#### What to do:
The answer must be an exact reproduction of all the entries.
(Beginning of Extracted material)
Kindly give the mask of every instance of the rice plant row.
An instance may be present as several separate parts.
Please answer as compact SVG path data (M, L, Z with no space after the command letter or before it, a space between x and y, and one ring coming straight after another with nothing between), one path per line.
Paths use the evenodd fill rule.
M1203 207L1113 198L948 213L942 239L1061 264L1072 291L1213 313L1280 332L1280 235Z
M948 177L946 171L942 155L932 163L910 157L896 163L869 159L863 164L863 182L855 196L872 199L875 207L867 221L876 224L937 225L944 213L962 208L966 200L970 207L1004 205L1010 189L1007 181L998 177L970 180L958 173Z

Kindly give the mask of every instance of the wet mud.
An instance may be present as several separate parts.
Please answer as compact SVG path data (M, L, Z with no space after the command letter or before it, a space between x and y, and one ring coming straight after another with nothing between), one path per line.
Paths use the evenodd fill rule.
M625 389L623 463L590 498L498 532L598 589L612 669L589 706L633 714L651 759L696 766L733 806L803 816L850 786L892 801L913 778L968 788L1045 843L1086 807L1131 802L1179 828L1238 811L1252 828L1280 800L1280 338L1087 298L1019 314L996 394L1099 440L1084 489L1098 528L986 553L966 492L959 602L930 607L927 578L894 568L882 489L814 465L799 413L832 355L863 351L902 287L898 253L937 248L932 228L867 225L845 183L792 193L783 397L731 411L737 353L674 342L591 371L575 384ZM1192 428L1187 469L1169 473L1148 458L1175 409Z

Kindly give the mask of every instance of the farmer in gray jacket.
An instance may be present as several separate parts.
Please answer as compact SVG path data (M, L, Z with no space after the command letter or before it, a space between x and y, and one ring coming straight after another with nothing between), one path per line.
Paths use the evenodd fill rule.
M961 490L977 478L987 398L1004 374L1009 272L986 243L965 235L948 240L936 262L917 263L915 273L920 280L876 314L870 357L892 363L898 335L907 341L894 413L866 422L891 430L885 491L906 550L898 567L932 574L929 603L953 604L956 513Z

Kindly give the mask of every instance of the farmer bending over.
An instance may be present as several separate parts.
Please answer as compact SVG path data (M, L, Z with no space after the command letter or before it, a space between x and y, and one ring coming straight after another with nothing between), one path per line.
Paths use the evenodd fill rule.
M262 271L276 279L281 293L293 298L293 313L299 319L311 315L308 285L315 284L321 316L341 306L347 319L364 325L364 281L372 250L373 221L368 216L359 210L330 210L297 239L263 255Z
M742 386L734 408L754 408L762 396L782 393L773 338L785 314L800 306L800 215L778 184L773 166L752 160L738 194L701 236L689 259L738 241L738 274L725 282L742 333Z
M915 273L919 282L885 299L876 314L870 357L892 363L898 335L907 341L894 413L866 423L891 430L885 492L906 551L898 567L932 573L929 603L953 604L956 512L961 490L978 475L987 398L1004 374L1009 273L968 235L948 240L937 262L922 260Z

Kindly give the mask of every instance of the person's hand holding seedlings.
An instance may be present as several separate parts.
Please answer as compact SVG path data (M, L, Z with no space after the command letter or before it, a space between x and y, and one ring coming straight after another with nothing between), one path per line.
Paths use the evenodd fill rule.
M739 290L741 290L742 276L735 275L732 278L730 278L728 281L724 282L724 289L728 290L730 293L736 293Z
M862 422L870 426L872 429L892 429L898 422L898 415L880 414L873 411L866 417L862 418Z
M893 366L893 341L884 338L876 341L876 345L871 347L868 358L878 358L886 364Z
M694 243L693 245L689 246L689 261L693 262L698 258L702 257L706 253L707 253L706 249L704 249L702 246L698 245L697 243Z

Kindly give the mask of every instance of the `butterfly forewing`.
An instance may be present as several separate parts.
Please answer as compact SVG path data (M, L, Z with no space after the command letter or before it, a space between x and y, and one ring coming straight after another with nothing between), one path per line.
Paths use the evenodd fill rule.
(End of Extracted material)
#### Completed task:
Kindly give the mask of every instance of the rice plant row.
An instance may be present as several separate parts.
Please answer as compact SVG path data (M, L, Z with no space after the command letter or before it, a space between x and y, and one ring coming straight after another with nothing between), one path per line.
Paths use the evenodd fill rule.
M1203 207L1113 198L948 213L942 239L1061 264L1072 291L1213 313L1280 332L1280 235Z
M948 177L946 171L942 155L932 163L910 157L896 163L869 159L863 164L863 182L855 196L872 199L875 207L867 221L876 224L937 225L944 213L962 208L966 200L970 207L1004 205L1010 189L1007 181L998 177L970 180L958 173Z

Kindly give the mask of every instance of the wet mud.
An instance may be present as several separate parts.
Please answer as compact SVG path data (M, L, Z with no space after the command letter or before it, a space between x and y, and one ring coming straight after another with nothing between), one path per line.
Paths use the evenodd fill rule.
M625 389L623 463L590 498L498 532L598 589L612 669L589 706L633 714L651 759L696 766L733 806L803 816L850 786L892 801L913 778L968 788L1045 843L1086 807L1131 802L1179 828L1238 811L1252 828L1280 800L1280 338L1087 298L1019 314L996 394L1099 440L1084 489L1098 528L986 553L966 492L959 602L930 607L927 578L894 568L882 489L814 465L799 413L832 355L863 351L902 287L898 253L937 248L932 228L867 225L845 183L792 193L783 397L731 411L737 353L674 342L591 371L575 384ZM1192 428L1187 469L1169 473L1148 458L1175 409Z

Kindly give the mask of every instance of the farmer in gray jacket.
An instance may be present as several separate parts.
Please answer as compact SVG path data (M, L, Z with no space after the command letter or before it, a space between x and y, and one ring coming straight after another with nothing between), one path per line.
Paths use the evenodd fill rule.
M961 490L977 478L987 398L1004 374L1009 272L986 243L965 235L948 240L936 262L917 263L915 273L920 280L876 314L870 357L892 363L898 335L907 341L894 413L866 422L891 430L885 491L906 550L898 567L932 574L929 603L953 604L956 513Z

Kindly give the mask of every instance of the farmer bending over.
An instance may be present as several separate parts.
Please answer as compact SVG path data (M, L, Z with no space after the command letter or before it, a space between x and y, and one ring coming straight after another with nothing between), one path per line.
Paths use the evenodd fill rule.
M262 271L276 279L281 293L293 298L293 313L299 319L311 315L308 285L315 284L321 316L341 306L347 319L364 325L364 281L372 250L373 221L368 216L359 210L330 210L297 239L263 255Z
M742 386L734 408L754 408L762 396L782 393L773 338L785 314L800 306L800 215L778 184L773 166L752 160L738 194L701 236L689 259L738 241L738 274L725 282L742 333Z
M915 273L919 282L885 299L876 314L870 357L892 363L898 335L907 341L894 413L866 423L891 430L885 492L906 551L898 567L932 573L929 603L953 604L956 512L961 490L978 475L987 398L1004 374L1009 273L968 235L948 240L937 262L922 260Z

Kindly give the mask of every instance of the person's hand holding seedlings.
An instance may be present as several separate parts.
Please answer as compact SVG path data (M, L, Z with no space after the command letter or before it, a space between x and y, and one ring coming straight after another with nothing between), one path per line.
Paths use the evenodd fill rule.
M739 290L741 290L742 276L735 275L732 278L730 278L728 281L724 282L724 289L728 290L730 293L736 293Z
M862 422L870 426L872 429L892 429L898 422L898 415L880 414L873 411L866 417L862 418Z
M893 366L893 341L884 338L876 341L876 345L871 347L868 358L878 358L886 364Z
M694 243L693 245L689 246L689 261L693 262L698 258L702 257L706 253L707 253L706 249L704 249L702 246L698 245L697 243Z

Kindly give the mask of every instance of the `butterfly forewing`.
An instance may be present as several separate parts.
Please answer as compact SVG path data (M, L, Z with no space after the command letter or before it, a space between x and y, and one ring coming straight after another with nothing between), one path per line.
Paths use the evenodd fill rule.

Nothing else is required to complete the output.